(Task goal): Locate every line in the records that contains the word "interior" and copy each of those lines. Treat case as significant.

(Data provided):
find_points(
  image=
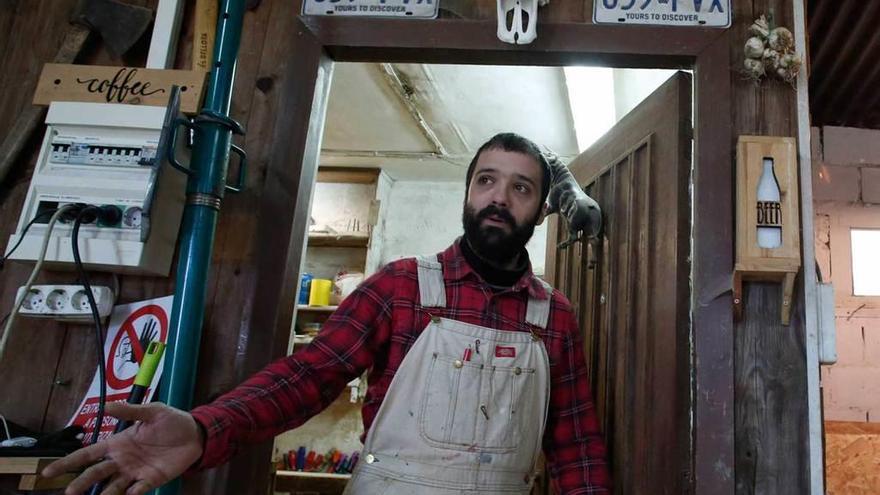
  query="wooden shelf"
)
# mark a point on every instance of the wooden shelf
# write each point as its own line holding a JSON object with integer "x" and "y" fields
{"x": 294, "y": 481}
{"x": 317, "y": 239}
{"x": 316, "y": 309}
{"x": 28, "y": 468}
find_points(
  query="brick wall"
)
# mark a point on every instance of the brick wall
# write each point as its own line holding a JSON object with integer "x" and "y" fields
{"x": 846, "y": 191}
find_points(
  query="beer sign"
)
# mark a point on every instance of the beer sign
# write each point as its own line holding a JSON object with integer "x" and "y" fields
{"x": 767, "y": 216}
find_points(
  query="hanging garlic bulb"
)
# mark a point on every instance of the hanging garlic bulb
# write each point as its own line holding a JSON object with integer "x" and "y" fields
{"x": 754, "y": 47}
{"x": 781, "y": 39}
{"x": 760, "y": 27}
{"x": 754, "y": 68}
{"x": 771, "y": 58}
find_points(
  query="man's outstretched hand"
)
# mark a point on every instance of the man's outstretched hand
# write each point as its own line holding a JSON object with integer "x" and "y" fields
{"x": 162, "y": 445}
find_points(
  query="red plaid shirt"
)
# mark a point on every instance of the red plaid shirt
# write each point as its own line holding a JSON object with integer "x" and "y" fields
{"x": 374, "y": 328}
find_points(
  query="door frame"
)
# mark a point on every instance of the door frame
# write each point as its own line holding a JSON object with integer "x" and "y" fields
{"x": 319, "y": 41}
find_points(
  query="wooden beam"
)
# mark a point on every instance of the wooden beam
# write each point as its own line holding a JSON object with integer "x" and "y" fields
{"x": 713, "y": 264}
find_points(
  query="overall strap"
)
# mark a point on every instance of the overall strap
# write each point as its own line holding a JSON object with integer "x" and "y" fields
{"x": 432, "y": 289}
{"x": 538, "y": 310}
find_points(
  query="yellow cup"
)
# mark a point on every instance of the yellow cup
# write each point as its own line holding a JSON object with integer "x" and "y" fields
{"x": 319, "y": 295}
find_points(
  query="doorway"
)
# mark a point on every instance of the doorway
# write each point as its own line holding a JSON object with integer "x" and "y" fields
{"x": 711, "y": 375}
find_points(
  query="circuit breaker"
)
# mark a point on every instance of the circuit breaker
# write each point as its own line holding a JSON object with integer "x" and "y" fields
{"x": 106, "y": 155}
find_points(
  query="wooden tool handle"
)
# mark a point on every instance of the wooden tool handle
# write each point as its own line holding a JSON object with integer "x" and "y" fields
{"x": 31, "y": 117}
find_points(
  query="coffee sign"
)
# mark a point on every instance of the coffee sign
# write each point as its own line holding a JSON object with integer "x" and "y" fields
{"x": 129, "y": 85}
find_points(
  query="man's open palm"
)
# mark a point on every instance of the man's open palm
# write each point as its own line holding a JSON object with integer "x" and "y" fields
{"x": 163, "y": 444}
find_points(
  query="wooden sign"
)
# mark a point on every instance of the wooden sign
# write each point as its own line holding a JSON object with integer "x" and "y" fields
{"x": 767, "y": 215}
{"x": 129, "y": 85}
{"x": 204, "y": 34}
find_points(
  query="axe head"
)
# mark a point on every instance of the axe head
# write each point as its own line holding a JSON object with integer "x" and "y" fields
{"x": 119, "y": 24}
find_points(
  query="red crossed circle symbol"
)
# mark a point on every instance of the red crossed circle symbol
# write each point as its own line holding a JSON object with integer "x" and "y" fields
{"x": 127, "y": 329}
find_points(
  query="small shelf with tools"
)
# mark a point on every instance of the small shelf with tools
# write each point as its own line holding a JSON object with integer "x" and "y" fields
{"x": 297, "y": 481}
{"x": 343, "y": 247}
{"x": 316, "y": 309}
{"x": 329, "y": 239}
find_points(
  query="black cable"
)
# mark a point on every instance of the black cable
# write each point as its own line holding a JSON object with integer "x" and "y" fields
{"x": 102, "y": 395}
{"x": 24, "y": 232}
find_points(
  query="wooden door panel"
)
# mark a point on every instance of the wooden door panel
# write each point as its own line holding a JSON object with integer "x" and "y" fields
{"x": 631, "y": 290}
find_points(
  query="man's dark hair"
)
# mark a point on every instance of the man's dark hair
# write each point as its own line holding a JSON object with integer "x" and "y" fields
{"x": 508, "y": 141}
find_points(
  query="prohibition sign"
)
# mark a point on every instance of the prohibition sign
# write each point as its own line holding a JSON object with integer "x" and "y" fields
{"x": 127, "y": 329}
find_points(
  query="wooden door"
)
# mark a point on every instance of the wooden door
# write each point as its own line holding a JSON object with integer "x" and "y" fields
{"x": 630, "y": 290}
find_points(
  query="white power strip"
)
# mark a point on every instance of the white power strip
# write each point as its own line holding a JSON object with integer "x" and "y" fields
{"x": 64, "y": 302}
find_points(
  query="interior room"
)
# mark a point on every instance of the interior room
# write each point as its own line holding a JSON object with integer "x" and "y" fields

(Task answer):
  query="interior room"
# mark a point on every instance of the interior room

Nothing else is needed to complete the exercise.